*Set problem*.
Rename "hillside with trees" to "wooded hillside" in the rows from the start up to and including the line with "# fill-rule: evenodd", and reproduce only those lines with everything else unchanged.

*Supplied records*.
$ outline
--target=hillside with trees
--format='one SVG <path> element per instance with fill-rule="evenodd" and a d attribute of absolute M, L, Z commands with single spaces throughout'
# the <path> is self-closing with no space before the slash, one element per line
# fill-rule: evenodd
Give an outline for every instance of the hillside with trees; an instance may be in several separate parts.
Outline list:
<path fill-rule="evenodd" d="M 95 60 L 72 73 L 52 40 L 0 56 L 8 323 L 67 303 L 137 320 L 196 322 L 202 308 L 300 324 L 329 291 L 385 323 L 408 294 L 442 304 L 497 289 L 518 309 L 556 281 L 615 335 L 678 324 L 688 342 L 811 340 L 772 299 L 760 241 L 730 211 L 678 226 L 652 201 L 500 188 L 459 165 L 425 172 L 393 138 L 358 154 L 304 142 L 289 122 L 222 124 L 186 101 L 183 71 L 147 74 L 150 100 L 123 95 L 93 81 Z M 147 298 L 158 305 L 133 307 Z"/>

*Exercise solution*.
$ outline
--target=wooded hillside
--format='one SVG <path> element per instance with fill-rule="evenodd" and a d attribute of absolute M, L, Z commands with single spaces throughout'
# the <path> is self-closing with no space before the slash, one element per line
# fill-rule: evenodd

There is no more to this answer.